# [About this task]
Whatever lines the data contains, output all of them unchanged.

# [Source material]
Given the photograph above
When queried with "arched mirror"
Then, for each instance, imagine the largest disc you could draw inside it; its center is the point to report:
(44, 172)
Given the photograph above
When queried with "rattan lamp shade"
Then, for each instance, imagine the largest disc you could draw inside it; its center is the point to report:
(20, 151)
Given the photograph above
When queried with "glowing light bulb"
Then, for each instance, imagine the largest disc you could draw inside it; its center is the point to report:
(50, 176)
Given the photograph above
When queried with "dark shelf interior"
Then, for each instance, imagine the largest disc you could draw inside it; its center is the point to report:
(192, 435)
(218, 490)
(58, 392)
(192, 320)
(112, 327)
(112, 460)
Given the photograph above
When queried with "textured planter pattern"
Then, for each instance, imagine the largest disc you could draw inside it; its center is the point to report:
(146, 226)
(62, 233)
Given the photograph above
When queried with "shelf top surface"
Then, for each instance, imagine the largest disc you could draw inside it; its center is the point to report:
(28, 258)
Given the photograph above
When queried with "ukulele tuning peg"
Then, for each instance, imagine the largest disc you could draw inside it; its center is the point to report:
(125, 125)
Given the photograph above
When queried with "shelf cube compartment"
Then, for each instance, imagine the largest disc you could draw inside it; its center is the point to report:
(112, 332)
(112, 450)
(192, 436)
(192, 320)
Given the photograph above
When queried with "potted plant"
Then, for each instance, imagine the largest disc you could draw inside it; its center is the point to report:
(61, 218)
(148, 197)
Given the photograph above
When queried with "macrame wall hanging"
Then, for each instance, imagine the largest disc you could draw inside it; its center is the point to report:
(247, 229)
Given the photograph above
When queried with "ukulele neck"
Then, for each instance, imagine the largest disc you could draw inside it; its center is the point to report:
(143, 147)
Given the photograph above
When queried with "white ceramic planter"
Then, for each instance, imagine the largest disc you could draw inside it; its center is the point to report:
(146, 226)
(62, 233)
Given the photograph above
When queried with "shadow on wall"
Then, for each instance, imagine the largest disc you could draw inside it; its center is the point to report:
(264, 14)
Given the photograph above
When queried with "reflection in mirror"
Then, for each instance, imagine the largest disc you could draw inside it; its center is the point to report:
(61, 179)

# [Answer to this task]
Given the photograph above
When queried with "arched mirror"
Then, for each instance, imagine the largest disc you could draw inside it; its center is the point to report:
(44, 172)
Given the photograph above
When queried with "rattan lamp shade"
Then, for each instance, imagine the largest disc you could draw inside it; its center is the point to report:
(20, 151)
Given the photograph above
When queried with "glowing light bulb"
Then, for each instance, imagine the largest disc you could draw inside it; its center is the point to report:
(50, 176)
Given the photograph above
When queried with "dark shelf interior"
Then, for each instance, imagine the largest disc you could draw inside it; its center is the point to report:
(192, 435)
(218, 490)
(58, 392)
(192, 320)
(112, 327)
(112, 460)
Given the photograph above
When queried with "textured planter pattern"
Then, for each instance, imagine the largest disc you could draw inside it; its center is the point to report:
(146, 226)
(62, 233)
Given the photograph above
When queried with "shelf top surface"
Then, for each instance, imagine the largest disc you could draw inside it; its center is the point to report:
(28, 258)
Given the photograph above
When queried with "ukulele tuning peg"
Then, for each instance, imagine the largest disc you could draw inside it; its center is the point to report:
(125, 125)
Given the photograph above
When queried with "shelf cube compartment"
Then, for each instance, imagine the largest disc you could draw inside it; its center is the point to report:
(112, 332)
(112, 450)
(192, 436)
(192, 320)
Given the photograph above
When queried with "potted plant"
Then, for each instance, imagine the largest disc you could draw inside it; its center is the point to report:
(61, 218)
(148, 197)
Given the photograph above
When queried with "macrame wall hanging"
Then, for each instance, imagine the largest disc you could draw inside it; its center is the point to report:
(247, 229)
Given the photograph above
When queried with "ukulele neck"
Then, for each instance, imagine the largest disc you could draw inside it; its center is the point to report:
(143, 147)
Given the photograph above
When queried with "white ceramic planter"
Then, for each instance, imagine the largest disc you could draw inside it; its center is the point to report:
(146, 226)
(62, 233)
Given the photograph above
When queried with "shadow on wall"
Then, for each instance, imagine the largest disc you could draw inside it; its center is the point to report:
(264, 14)
Given the photograph above
When queried with "reflection in mirror"
Then, for each instance, imagine the largest disc you could draw inside it; its center is the point to report:
(61, 179)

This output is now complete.